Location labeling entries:

_ _ _ _ _ _ _

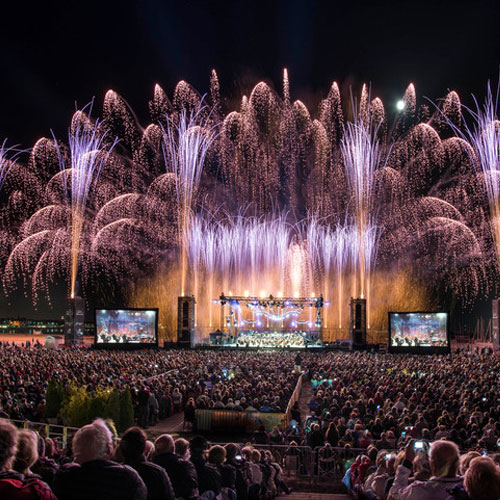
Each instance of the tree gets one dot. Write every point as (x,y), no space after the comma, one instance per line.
(54,398)
(126,410)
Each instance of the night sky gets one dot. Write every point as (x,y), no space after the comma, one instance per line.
(57,53)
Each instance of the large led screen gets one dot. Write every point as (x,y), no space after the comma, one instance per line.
(126,326)
(412,331)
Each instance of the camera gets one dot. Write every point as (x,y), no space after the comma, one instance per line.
(418,445)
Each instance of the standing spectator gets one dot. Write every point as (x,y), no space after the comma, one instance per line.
(14,485)
(444,462)
(482,480)
(94,475)
(209,479)
(132,447)
(181,472)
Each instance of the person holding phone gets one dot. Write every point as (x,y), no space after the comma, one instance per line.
(444,459)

_ _ _ _ _ _ _

Transcribe every line of the entries above without any change, leaving out the picture.

[Written reply]:
Each instance of the tree gets one dot. Write every point as (x,y), no space after the comma, one instance per line.
(54,398)
(126,410)
Each instance of the night sky gets one dot. Write every point as (x,y), no space after the comma, one instance per line.
(57,53)
Each instance of the large led screen gets one dot. Write every point as (x,y), no space after the comma, one instance per line.
(126,326)
(412,331)
Each instance of the camera gets one dot. Write every point as (x,y), no space after the comma, one instance per line.
(418,445)
Each instance of the standing spectator gets one dot. Write every point as (x,y), no space after the comma, one instance per line.
(14,485)
(444,462)
(482,480)
(94,475)
(209,479)
(132,447)
(181,472)
Each instance of the person holding phone gets one dot. Write every point as (x,y), no space after the comma, one instance per line.
(444,459)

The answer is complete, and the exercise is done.